Aim —
Every line from the line containing "wire, shaped like this sample" through the final line below is to be repeated exactly; no other line is.

Point placement records:
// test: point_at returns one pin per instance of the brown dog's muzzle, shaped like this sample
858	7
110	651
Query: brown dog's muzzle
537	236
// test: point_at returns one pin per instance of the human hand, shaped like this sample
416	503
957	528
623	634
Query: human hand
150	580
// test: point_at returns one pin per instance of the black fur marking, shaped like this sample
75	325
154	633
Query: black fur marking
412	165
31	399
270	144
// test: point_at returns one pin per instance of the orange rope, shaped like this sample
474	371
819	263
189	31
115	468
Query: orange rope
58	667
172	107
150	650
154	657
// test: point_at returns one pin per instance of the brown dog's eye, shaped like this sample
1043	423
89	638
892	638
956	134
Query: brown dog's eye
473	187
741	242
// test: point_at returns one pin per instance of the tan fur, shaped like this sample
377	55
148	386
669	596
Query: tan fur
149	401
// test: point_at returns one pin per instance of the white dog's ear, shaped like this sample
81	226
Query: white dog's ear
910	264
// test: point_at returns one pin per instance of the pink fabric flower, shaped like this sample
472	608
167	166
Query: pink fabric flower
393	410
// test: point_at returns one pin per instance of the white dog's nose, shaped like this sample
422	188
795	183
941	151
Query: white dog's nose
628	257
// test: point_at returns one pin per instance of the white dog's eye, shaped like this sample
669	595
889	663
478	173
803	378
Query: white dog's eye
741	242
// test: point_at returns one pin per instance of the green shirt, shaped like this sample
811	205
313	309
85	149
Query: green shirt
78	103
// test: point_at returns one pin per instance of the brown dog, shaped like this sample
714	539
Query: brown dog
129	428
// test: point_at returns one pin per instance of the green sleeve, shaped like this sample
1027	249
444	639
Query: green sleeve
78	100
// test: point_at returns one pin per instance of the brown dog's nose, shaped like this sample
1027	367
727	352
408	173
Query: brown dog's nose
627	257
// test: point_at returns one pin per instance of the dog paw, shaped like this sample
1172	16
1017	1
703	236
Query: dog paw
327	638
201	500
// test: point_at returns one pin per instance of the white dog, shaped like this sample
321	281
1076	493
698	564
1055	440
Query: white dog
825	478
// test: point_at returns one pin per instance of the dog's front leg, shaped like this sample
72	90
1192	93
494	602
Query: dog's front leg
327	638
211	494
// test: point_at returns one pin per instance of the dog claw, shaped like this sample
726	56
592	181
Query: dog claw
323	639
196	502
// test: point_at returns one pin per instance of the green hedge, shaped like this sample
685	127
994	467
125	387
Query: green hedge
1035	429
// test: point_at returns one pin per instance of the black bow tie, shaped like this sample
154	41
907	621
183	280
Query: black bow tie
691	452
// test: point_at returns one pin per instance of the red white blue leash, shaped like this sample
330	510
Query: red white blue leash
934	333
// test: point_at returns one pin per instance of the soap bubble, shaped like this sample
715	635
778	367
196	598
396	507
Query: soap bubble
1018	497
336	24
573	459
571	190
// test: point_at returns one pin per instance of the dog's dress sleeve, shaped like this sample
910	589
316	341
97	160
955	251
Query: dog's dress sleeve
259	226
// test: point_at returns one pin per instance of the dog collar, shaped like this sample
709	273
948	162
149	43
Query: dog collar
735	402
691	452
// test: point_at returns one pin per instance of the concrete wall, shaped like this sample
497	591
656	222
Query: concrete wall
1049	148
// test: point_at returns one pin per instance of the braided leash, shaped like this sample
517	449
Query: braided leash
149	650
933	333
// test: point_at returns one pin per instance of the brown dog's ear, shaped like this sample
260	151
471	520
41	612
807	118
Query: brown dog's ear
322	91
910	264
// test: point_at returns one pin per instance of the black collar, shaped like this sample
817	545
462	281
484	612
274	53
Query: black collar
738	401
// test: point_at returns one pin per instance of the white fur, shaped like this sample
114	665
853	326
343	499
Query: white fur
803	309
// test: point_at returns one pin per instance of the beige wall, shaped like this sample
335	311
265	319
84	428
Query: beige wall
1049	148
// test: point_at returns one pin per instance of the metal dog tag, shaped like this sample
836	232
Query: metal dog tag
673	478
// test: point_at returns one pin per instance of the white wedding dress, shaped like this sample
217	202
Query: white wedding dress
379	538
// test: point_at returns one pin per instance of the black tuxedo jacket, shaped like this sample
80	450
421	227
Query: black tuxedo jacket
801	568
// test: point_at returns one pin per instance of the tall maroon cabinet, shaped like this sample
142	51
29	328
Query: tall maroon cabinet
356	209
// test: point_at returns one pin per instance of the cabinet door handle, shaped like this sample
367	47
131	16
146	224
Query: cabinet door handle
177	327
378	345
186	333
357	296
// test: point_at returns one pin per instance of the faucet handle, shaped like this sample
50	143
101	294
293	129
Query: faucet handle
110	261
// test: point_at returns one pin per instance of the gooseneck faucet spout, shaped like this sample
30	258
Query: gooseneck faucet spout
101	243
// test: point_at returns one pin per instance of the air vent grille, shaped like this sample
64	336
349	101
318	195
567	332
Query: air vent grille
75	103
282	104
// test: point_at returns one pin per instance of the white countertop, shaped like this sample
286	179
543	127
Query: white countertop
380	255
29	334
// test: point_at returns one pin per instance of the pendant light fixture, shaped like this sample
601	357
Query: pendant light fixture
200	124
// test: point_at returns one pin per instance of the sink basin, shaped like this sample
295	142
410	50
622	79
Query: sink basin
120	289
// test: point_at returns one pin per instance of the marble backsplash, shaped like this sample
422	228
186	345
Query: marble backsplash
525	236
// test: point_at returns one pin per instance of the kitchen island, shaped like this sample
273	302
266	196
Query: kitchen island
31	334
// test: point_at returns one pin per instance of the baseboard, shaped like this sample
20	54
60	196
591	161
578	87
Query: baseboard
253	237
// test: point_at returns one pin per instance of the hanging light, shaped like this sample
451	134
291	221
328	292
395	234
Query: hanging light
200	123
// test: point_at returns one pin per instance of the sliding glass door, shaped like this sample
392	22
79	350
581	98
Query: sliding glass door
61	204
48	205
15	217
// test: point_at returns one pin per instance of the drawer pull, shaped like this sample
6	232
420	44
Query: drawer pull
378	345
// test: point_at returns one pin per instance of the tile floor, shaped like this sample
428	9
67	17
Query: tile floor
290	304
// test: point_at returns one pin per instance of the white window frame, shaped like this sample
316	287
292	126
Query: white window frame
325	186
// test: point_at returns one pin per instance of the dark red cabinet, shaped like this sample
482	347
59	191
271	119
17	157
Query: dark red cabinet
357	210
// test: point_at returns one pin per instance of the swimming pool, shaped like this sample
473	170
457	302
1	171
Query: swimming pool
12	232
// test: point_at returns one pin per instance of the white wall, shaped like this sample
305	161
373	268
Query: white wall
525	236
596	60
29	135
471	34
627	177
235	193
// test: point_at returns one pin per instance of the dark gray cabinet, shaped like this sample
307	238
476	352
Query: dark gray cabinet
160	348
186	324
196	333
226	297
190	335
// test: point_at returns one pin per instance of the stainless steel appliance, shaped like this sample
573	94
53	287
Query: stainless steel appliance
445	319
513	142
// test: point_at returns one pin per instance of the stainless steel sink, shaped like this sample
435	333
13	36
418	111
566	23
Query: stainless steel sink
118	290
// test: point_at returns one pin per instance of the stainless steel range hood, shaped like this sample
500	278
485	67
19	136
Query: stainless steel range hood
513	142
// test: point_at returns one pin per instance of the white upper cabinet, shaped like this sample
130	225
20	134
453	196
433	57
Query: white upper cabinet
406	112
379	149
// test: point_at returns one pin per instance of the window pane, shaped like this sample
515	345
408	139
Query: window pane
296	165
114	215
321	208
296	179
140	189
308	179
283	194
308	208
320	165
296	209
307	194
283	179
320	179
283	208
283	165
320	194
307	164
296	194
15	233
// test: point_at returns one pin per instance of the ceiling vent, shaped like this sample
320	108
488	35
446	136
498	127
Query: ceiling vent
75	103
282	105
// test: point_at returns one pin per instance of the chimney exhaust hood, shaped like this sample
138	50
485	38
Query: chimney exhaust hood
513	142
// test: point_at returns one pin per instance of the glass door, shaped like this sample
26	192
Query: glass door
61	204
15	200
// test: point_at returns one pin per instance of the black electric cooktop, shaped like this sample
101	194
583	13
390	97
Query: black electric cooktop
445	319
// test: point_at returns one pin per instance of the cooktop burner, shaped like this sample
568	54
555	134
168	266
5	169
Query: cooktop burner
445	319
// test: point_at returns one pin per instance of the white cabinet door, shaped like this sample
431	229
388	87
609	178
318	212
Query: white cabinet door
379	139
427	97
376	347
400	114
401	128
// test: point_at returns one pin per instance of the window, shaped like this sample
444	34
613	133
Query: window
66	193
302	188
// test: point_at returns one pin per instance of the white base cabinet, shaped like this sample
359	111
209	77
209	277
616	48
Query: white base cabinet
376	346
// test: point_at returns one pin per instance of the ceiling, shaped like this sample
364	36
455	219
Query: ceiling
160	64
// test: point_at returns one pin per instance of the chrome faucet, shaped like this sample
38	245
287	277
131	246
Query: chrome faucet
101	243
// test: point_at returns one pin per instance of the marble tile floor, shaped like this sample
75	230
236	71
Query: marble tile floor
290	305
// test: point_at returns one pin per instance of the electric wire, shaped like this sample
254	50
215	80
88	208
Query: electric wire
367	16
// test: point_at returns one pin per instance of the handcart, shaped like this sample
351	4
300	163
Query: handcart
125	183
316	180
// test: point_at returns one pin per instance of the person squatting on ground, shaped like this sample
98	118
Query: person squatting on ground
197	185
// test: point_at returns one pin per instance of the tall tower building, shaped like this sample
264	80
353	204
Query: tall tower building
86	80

Exercise response —
// test: point_at returns one pin per instance of the electric wire, shaped like this sample
254	50
215	80
88	208
Query: electric wire
367	16
// test: point_at returns one pin per instance of the handcart, shaped like this sample
351	4
300	163
Query: handcart
125	183
316	180
// test: point_at returns one pin per instance of the person squatting on ground, shaped like this sample
98	118
Query: person squatting on ground
197	185
// test: point_at returns one pin per instance of the tall tower building, shaped like this sample
264	80
353	204
Query: tall tower building
86	80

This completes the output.